GIVEN PASSAGE -
§ §
Once he finds position, he doesn’t adapt to the situation; he is defending the pitch, not the players. I wouldn’t say he lacks effort, he made up the ground needed, after all; he is fulfilling his tactical duty through a defensive transition, but he does lack desire to stop the move. He isn’t leading the defensive effort.

 

Though it should be noted, he isn’t the only one. The team looked tired, they looked very lethargic, and after the kind of schedule that the game brought to an end, it was no real surprise.

 

There were a small number of careless passes, occasions where he tried too much at the wrong time, and a number of occasions where possession was lost because the first touch was too brave, too progressive, he fancied himself a little too much in a difficult battle; but that’s Pogba. He will frustrate you when he loses the ball after taking the difficult option, or he fires it into the stands from 30 yards attempting a goal of the decade contender; again, that’s Pogba.
§ §
DATASET EXCERPT -
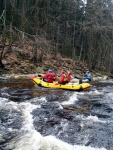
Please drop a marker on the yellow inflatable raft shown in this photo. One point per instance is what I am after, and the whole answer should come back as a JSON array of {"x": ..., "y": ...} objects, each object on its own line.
[{"x": 69, "y": 86}]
§ §
SET OF TASKS -
(a) In the passage on Pogba's performance, how did the team look?
(b) In the passage on Pogba's performance, rewrite the part between "Once he finds" and "no real surprise.", inclusive, with "lethargic" changed to "sluggish".
(c) Carry on the analysis of Pogba's performance from where it stops.

RESPONSES PER TASK -
(a) Tired and very lethargic.

(b)
Once he finds position, he doesn’t adapt to the situation; he is defending the pitch, not the players. I wouldn’t say he lacks effort, he made up the ground needed, after all; he is fulfilling his tactical duty through a defensive transition, but he does lack desire to stop the move. He isn’t leading the defensive effort.

 

Though it should be noted, he isn’t the only one. The team looked tired, they looked very sluggish, and after the kind of schedule that the game brought to an end, it was no real surprise.

(c)
 

He isn’t usually conservative, but he can be; he isn’t usually defensive-minded, but he can defend. He is style, he is flair, he is ability, athleticism, heart and soul. But heart and soul doesn’t always manifest itself as battle cries and bloody noses; heart and soul can also be delicate, audacious, artistic.

 

He isn’t what a lot of us want him to be, and he isn’t ever going to be. I think if we accept him for who he is, both Paul Pogba the man and Paul Pogba the player, we will all be happier. He is a lot of fun to watch, analyze and enjoy.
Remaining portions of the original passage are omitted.